WORK TO COMPLETE — Convert every line of the records below into a JSON array of strings, one string per line, and omit any blank lines.

------------------------------------------------

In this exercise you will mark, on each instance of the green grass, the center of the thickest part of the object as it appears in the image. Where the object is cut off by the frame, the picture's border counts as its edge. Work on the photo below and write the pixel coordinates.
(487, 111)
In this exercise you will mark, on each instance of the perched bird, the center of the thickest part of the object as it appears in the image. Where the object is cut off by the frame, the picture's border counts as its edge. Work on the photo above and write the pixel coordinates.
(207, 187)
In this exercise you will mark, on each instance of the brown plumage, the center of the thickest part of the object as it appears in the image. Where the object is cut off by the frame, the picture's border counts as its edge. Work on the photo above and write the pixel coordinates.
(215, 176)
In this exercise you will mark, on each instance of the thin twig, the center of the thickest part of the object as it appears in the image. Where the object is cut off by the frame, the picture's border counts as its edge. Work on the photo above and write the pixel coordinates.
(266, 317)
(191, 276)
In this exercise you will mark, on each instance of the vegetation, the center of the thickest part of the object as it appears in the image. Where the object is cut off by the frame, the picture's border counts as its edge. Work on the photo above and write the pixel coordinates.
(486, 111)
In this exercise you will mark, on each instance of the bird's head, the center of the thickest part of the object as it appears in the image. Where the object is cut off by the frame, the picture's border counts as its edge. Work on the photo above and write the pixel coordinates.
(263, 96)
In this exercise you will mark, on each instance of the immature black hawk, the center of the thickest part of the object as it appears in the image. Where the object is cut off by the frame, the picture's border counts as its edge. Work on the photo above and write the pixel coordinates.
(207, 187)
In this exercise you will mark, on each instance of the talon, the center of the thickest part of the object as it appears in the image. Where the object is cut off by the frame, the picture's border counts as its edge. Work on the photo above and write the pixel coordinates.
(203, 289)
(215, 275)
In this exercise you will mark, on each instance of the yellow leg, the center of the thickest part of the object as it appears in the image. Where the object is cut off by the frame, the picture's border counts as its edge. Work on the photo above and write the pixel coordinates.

------------------------------------------------

FULL ANSWER —
[
  "In this exercise you will mark, on each instance of the green grass, the center of the thickest part of the object as it appears in the image. Where the object is cut off by the frame, the picture's border counts as its edge. Work on the photo below and write the pixel coordinates.",
  "(487, 111)",
  "In this exercise you will mark, on each instance of the perched bird, the center of the thickest part of the object as it appears in the image. Where the object is cut off by the frame, the picture's border counts as its edge. Work on the photo above and write the pixel coordinates.",
  "(207, 187)",
  "In this exercise you will mark, on each instance of the brown plumage, the center of the thickest part of the object as it appears in the image. Where the object is cut off by the frame, the picture's border counts as its edge. Work on the photo above and write the pixel coordinates.",
  "(215, 176)",
  "In this exercise you will mark, on each instance of the thin twig, the center of the thickest part of the object as it appears in the image. Where the object is cut off by the frame, the picture's border counts as its edge. Work on the photo above and write the pixel coordinates.",
  "(266, 317)",
  "(191, 276)",
  "In this exercise you will mark, on each instance of the vegetation, the center of the thickest part of the object as it appears in the image. Where the object is cut off by the frame, the picture's border counts as its edge. Work on the photo above and write the pixel coordinates.",
  "(486, 111)",
  "In this exercise you will mark, on each instance of the bird's head, the center of the thickest part of the object as it appears in the image. Where the object is cut off by the frame, the picture's border counts as its edge. Work on the photo above and write the pixel coordinates.",
  "(263, 96)",
  "In this exercise you will mark, on each instance of the immature black hawk, the center of the thickest part of the object as it appears in the image. Where the object is cut off by the frame, the picture's border counts as its edge. Work on the photo above and write the pixel coordinates.",
  "(207, 187)",
  "In this exercise you will mark, on each instance of the talon, the center of the thickest part of the object as it appears in the image. Where the object is cut off by the frame, the picture's border counts as its edge. Work on the photo above and write the pixel coordinates.",
  "(203, 289)",
  "(215, 275)",
  "In this exercise you will mark, on each instance of the yellow leg, the center of the thickest part of the object as it appears in the image. Where the object is cut off by the frame, the picture's border counts as its edge. Work on the photo above and write the pixel coordinates."
]